■ **Okuma Metni**:
_ _ _

Seçimde ittifaklara olanak sağlayan yasa değişikliği tasarısıyla; ortaya bir kazan konuldu, içine aklı eren-ermeyen herkes bir çeşni katıyor. İnanmıyorsanız birkaç televizyon kanalını açın, birkaç gazete karıştırın.
AKP ile MHP'nin seçim için ittifak oluşturmasına;
'Bu bir koalisyondur.' diyen de var,
'Yok, bu bir koalisyon değil, ittifaktır.' diyen de…
Kazana bir tutam baharat da ben katayım istedim.

***

Sözlüklere göre,
'Ayrı görüşteki güçlerin, belli bir amaçla bir araya gelerek oluşturdukları birliğe koalisyon denir.'
Kendine muhafazakar-demokrat diyen bir parti ile milliyetçiliği ve ülkücülüğüyle gururlanan başka bir parti bir ittifak oluşturmuş: AKP ile MHP.
Demek ki, ittifakın oluşumunda görüşleri ayrı, iki farklı güç var.
Başkanlık sisteminde iktidar olmak için 50+1 oy gerekli. Her ne kadar en yüksek oya sahip olsa da, birinci turda işi bitirmek isteyen AKP'nin, oylarını koyulan çıtaya taşıyacak bir desteğe ihtiyacı var. Bu destek son yıllarda oyu azalan MHP'den.

_ _ _

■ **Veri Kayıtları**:
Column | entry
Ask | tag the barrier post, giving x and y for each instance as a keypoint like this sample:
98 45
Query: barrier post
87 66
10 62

_ _ _

■ **Yapılacak Görevler**:
• a. İttifak konulu okuma metnindeki "Demek ki, ittifakın oluşumunda görüşleri ayrı, iki farklı güç var." cümlesini İngilizceye çevirin.
• b. Lütfen ittifak konulu okuma metnini kaldığı yerden sürdürün.

■ **Alıştırma Sonuçları**:
• a. This means that there are two different forces with separate views in the formation of the alliance.

• b.
Yaşadığı kan kaybından sonra, baraj altında kalacağına kesin gözüyle bakılan MHP, yaptığı bu ittifakla baraj sorunu olmadan seçime girebilecek. Oyları AKP ile birlikte sayılacağından barajı geçse de, geçmese de meclise girmesi garanti.
Demek ki, birbirinden farklı da olsa, ittifakta geleceğe yönelik amaçlar var.
Yasada yapılan değişiklikle seçim pusulasında yan yana ve ortak bir çerçeve içinde, 'Cumhur İttifakı' adıyla yer alacaklarına göre,
Demek ki, bir birlik oluşturulmuş.

***

Şimdi tanıma dönelim:
Yan yana gelen 'farklı güçler' var.
Bu birliktelik bir 'amaç' taşıyor.
Üstelik adı belli bir 'birlik' oluşturulmuş.
Öyleyse, tanıma uygun bir şekilde;
AKP-MHP birlikteliği 'seçilmek için oluşturulmuş bir koalisyondur' diyebiliriz.

***

Bir koalisyondur, ama bir 'hükümet koalisyonu' değildir.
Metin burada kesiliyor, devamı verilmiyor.